- _Task requirements_
Starting at the line that contains "Target: <item>blurred crowd</item>" and ending at the line that contains "Target: <item>team badge on shirt</item>", the lines below are to be given again exactly, with nothing added.

- _Provided information_
+ + +

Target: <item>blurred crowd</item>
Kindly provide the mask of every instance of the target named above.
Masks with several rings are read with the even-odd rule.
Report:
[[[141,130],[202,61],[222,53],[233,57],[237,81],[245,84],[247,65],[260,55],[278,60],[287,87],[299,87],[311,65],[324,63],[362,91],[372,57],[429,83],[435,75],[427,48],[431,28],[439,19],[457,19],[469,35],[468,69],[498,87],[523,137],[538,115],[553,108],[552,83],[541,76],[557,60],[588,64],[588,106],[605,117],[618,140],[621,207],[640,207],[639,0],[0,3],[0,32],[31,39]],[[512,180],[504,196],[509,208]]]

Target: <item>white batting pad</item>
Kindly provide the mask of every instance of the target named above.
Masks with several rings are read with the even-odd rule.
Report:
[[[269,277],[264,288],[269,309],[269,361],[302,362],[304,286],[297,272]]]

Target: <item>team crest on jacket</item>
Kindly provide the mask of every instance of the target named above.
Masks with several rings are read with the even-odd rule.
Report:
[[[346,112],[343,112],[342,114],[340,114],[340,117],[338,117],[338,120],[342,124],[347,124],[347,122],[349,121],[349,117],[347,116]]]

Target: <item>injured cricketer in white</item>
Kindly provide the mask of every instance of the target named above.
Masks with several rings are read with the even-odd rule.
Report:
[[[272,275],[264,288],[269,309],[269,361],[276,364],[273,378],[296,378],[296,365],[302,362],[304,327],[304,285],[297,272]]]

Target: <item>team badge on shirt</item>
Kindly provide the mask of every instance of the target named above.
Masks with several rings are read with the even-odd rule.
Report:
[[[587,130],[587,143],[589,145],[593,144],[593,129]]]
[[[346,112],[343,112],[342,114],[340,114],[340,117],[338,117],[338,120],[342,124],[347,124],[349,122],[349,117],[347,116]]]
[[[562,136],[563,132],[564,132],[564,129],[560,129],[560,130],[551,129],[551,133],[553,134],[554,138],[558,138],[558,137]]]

+ + +

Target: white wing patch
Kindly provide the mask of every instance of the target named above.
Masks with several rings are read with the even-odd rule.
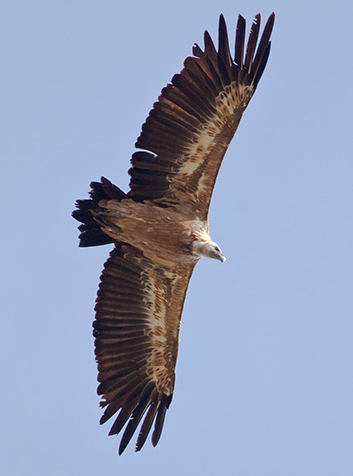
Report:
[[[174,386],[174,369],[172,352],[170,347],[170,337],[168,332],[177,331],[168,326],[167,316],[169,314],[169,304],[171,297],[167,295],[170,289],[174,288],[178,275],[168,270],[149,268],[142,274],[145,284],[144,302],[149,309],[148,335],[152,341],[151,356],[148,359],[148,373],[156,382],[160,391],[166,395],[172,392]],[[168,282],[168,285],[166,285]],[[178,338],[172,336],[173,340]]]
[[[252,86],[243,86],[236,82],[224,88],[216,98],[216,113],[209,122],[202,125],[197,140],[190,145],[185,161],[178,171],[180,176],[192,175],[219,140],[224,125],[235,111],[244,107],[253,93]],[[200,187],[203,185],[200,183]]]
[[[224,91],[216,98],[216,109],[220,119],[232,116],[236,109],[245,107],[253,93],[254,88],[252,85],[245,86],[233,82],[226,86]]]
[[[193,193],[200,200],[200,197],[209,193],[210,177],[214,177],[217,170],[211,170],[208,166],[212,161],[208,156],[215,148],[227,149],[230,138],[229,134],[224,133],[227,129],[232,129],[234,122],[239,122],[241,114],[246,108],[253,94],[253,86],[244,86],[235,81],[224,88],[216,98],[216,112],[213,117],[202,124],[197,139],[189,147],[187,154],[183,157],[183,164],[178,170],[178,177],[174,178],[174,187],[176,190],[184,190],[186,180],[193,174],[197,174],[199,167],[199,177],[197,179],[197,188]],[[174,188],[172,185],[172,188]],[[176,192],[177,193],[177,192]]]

+ + +

- _Exercise answer_
Target: <item>blurred crowd</item>
Kindly provide the mask of every instance of the target named above.
Masks with several rings are read with the even-odd rule.
Report:
[[[141,130],[202,61],[222,53],[233,57],[237,81],[245,84],[247,65],[260,55],[278,60],[287,87],[299,87],[311,65],[324,63],[362,91],[372,57],[429,83],[435,75],[427,48],[431,28],[439,19],[457,19],[469,35],[468,69],[498,87],[523,137],[538,115],[553,108],[552,83],[541,76],[557,60],[588,64],[588,106],[605,117],[618,140],[621,207],[640,207],[639,0],[0,3],[0,32],[31,39]],[[512,180],[504,196],[509,208]]]

Target: <item>white batting pad</item>
Kindly provide the mask of every instance of the target named above.
Masks with several rings are read with the even-odd rule.
Report:
[[[269,277],[264,288],[269,309],[269,361],[302,362],[304,286],[297,272]]]

Target: <item>team crest on jacket</item>
Kindly provide the mask of every instance of the target named above.
Masks with several rings are read with the even-odd rule.
Report:
[[[346,112],[343,112],[342,114],[340,114],[340,117],[338,117],[338,120],[342,124],[347,124],[347,122],[349,121],[349,117],[347,116]]]

Target: <item>injured cricketer in white</item>
Kindly provide the mask of every instance of the target named above.
Masks with several rings are read with the even-odd rule.
Report:
[[[272,275],[264,288],[269,309],[269,361],[276,364],[273,378],[296,378],[296,365],[302,362],[304,327],[304,285],[297,272]]]

Target: <item>team badge on shirt</item>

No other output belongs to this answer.